● **TASK STATEMENT**
Output the entries below so that they read exactly as they do now.

===== RECORDS

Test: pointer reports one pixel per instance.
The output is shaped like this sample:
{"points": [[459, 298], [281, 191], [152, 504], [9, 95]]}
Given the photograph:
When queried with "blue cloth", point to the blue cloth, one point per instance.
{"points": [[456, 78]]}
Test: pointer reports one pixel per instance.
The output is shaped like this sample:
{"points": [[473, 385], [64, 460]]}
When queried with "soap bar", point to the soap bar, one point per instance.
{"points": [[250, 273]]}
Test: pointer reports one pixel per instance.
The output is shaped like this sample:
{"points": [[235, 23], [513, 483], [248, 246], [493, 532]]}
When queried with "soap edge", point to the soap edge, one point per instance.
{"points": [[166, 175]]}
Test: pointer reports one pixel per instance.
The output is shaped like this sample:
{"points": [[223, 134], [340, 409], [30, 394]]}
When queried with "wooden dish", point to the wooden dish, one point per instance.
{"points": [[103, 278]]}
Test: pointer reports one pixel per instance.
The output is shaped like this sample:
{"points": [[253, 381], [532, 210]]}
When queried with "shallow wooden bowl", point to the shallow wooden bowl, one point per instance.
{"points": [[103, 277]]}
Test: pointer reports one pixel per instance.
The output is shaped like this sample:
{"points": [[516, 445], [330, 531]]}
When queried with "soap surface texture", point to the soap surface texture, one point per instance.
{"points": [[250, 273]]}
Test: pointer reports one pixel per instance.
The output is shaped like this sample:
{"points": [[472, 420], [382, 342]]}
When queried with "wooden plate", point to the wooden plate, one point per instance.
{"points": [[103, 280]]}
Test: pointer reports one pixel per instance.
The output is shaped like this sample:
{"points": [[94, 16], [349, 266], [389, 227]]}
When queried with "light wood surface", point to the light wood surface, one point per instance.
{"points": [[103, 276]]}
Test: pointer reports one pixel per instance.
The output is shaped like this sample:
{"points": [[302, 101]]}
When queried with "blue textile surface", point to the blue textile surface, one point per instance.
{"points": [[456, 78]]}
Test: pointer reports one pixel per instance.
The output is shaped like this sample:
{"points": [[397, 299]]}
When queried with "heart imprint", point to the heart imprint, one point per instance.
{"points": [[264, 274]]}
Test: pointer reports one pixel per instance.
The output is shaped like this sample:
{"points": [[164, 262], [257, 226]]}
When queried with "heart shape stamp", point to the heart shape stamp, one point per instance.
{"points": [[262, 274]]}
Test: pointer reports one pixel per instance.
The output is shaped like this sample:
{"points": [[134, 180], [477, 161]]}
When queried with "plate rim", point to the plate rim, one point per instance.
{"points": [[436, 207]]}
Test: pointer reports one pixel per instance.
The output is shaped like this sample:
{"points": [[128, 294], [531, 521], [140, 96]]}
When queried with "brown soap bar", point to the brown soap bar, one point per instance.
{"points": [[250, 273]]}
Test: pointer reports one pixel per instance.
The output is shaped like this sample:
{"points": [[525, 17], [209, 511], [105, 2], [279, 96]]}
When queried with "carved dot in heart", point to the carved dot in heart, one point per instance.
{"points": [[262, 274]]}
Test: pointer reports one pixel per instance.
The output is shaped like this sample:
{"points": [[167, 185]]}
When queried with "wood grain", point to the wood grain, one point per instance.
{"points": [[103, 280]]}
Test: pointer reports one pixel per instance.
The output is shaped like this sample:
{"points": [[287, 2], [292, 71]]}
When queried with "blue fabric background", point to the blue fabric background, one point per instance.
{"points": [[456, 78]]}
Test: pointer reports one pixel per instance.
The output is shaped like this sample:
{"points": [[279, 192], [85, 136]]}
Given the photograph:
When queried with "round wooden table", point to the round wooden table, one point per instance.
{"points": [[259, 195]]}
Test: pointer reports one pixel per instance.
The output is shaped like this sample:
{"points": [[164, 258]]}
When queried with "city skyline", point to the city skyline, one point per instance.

==========

● **YOUR SOLUTION**
Test: pointer reports one pixel per instance.
The output is shaped like this sample:
{"points": [[459, 298], [281, 191], [152, 504], [9, 95]]}
Given the photograph:
When queried with "blue cloth", point to the blue cloth, one point per instance.
{"points": [[456, 78]]}
Test: pointer reports one pixel per instance.
The output is shaped like this sample:
{"points": [[473, 385], [64, 460]]}
When queried with "soap bar", point to the soap bar, one point per instance.
{"points": [[250, 273]]}
Test: pointer reports one pixel per instance.
The output is shaped like this sample:
{"points": [[235, 23], [513, 483], [248, 246], [493, 532]]}
When queried with "soap edge", point to the soap edge, one point per instance.
{"points": [[166, 175]]}
Test: pointer reports one pixel per instance.
The output is shaped like this sample:
{"points": [[223, 134], [340, 409], [30, 394]]}
When queried with "wooden dish", point to the wooden dish, one point per instance.
{"points": [[103, 278]]}
Test: pointer reports one pixel per instance.
The output is shaped like this sample:
{"points": [[253, 381], [532, 210]]}
When queried with "shallow wooden bowl", point to the shallow wooden bowl, one point per instance.
{"points": [[103, 277]]}
Test: pointer reports one pixel per instance.
The output is shaped like this sample:
{"points": [[516, 445], [330, 531]]}
When queried with "soap surface texture", point to the soap surface texture, one point per instance.
{"points": [[250, 273]]}
Test: pointer reports one pixel per instance.
The output is shaped like this sample:
{"points": [[472, 420], [382, 342]]}
When queried with "wooden plate", point to the wooden plate, one point per instance.
{"points": [[103, 280]]}
Test: pointer reports one pixel per instance.
The output is shaped like this sample:
{"points": [[94, 16], [349, 266], [389, 227]]}
When queried with "light wood surface", point to the light wood surface, one point per instance.
{"points": [[103, 276]]}
Test: pointer reports one pixel per instance.
The output is shaped like this sample:
{"points": [[302, 101]]}
When queried with "blue textile surface", point to the blue textile surface, one point per instance.
{"points": [[456, 78]]}
Test: pointer reports one pixel per instance.
The output is shaped like this sample:
{"points": [[397, 299]]}
When queried with "heart imprint", point to the heart imprint, one point per instance.
{"points": [[264, 274]]}
Test: pointer reports one pixel per instance.
The output is shaped like this sample:
{"points": [[164, 262], [257, 226]]}
When queried with "heart shape stamp", point to the heart shape stamp, one point per instance.
{"points": [[262, 274]]}
Test: pointer reports one pixel per instance.
The output is shaped like this sample:
{"points": [[134, 180], [477, 161]]}
When queried with "plate rim", point to the plate rim, one point per instance.
{"points": [[436, 207]]}
Test: pointer reports one pixel per instance.
The output is shaped like this sample:
{"points": [[128, 294], [531, 521], [140, 96]]}
When queried with "brown soap bar", point to the brown soap bar, one point per instance.
{"points": [[250, 273]]}
Test: pointer reports one pixel per instance.
The output is shaped like this sample:
{"points": [[525, 17], [209, 511], [105, 2], [279, 96]]}
When queried with "carved dot in heart", point to the carved dot in heart, one point per instance.
{"points": [[262, 274]]}
Test: pointer reports one pixel per instance.
The output is shaped like this sample:
{"points": [[167, 185]]}
When queried with "wood grain", point to the wood grain, one point per instance.
{"points": [[103, 280]]}
Test: pointer reports one pixel per instance.
The output is shaped like this sample:
{"points": [[287, 2], [292, 71]]}
When queried with "blue fabric background", point to the blue fabric background, one point per instance.
{"points": [[456, 78]]}
Test: pointer reports one pixel per instance.
The output is shaped like this sample:
{"points": [[279, 192], [85, 136]]}
Given the photograph:
When queried with "round wooden table", point to the round wooden table, one point per instance.
{"points": [[259, 195]]}
Test: pointer reports one pixel per instance.
The output is shaped like this sample:
{"points": [[164, 258]]}
When queried with "city skyline", point to the city skyline, one point per instance.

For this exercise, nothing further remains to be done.